DATASET RECORDS:

━━━━━━━━━━

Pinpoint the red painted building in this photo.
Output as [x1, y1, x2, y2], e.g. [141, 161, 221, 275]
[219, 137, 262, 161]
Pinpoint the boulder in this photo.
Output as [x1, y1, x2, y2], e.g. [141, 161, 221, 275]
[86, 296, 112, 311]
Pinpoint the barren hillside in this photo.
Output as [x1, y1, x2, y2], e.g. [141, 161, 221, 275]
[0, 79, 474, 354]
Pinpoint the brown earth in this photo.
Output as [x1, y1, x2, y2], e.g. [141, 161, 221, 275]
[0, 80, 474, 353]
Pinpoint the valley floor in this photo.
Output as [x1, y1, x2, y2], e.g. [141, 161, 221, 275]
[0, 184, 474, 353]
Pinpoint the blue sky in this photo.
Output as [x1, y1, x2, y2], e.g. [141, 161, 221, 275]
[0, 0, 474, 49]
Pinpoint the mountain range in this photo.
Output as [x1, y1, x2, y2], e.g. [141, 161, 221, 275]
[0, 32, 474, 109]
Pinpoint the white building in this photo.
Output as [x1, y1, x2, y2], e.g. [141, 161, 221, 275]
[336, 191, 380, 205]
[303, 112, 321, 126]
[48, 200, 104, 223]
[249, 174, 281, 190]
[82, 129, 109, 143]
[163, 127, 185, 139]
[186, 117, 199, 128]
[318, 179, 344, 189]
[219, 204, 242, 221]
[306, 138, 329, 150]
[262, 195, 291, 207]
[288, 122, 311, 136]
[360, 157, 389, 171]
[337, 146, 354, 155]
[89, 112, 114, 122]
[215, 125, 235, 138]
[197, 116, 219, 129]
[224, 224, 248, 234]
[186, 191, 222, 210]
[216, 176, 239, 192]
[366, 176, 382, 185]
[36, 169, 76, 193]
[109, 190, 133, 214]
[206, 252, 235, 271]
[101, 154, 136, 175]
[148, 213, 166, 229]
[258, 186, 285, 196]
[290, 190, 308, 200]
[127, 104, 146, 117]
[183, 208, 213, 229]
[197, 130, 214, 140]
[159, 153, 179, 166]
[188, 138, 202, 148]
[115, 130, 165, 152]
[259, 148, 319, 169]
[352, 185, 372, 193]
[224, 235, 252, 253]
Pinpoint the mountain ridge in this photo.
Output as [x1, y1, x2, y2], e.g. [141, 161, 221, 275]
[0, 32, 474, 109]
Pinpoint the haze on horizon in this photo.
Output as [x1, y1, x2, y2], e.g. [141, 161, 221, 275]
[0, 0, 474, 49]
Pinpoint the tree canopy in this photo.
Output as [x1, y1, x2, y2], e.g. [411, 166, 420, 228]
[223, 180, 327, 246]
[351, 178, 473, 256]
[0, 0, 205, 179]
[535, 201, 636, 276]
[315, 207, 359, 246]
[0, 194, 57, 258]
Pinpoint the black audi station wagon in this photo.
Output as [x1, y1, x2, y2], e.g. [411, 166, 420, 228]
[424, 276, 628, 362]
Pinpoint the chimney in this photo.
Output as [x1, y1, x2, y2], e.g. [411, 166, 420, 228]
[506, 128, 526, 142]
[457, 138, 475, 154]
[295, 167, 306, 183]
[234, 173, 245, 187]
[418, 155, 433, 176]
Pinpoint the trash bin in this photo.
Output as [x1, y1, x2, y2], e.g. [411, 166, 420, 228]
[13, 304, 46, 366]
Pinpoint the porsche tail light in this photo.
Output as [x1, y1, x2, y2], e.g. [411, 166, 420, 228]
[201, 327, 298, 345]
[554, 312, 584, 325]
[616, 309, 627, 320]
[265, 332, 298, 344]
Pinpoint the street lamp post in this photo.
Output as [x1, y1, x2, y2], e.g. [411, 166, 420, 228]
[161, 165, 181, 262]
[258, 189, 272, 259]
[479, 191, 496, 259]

━━━━━━━━━━

THE EXERCISE: Please repeat only the part of the records that opens with the line containing "Pinpoint the tree canopy in this photo." and closes with the line containing "[418, 155, 433, 176]", requests included. Add 136 to every coordinate in the answers, and leave the requests and their format samples unchanged.

ANSWER:
Pinpoint the tree canopy in this photo.
Output as [x1, y1, x2, y2], e.g. [411, 166, 420, 228]
[359, 316, 463, 382]
[487, 314, 609, 392]
[136, 136, 341, 315]
[671, 337, 772, 412]
[451, 343, 495, 382]
[136, 330, 193, 394]
Pinpoint the black audi station wagon in this photo.
Output as [x1, y1, x2, y2], e.g. [411, 166, 420, 228]
[560, 412, 764, 498]
Pinpoint the chimney in this photo.
Output as [x1, y1, x2, y2], e.g. [411, 166, 420, 228]
[642, 264, 662, 278]
[593, 274, 611, 290]
[431, 303, 442, 319]
[370, 309, 381, 323]
[554, 291, 569, 312]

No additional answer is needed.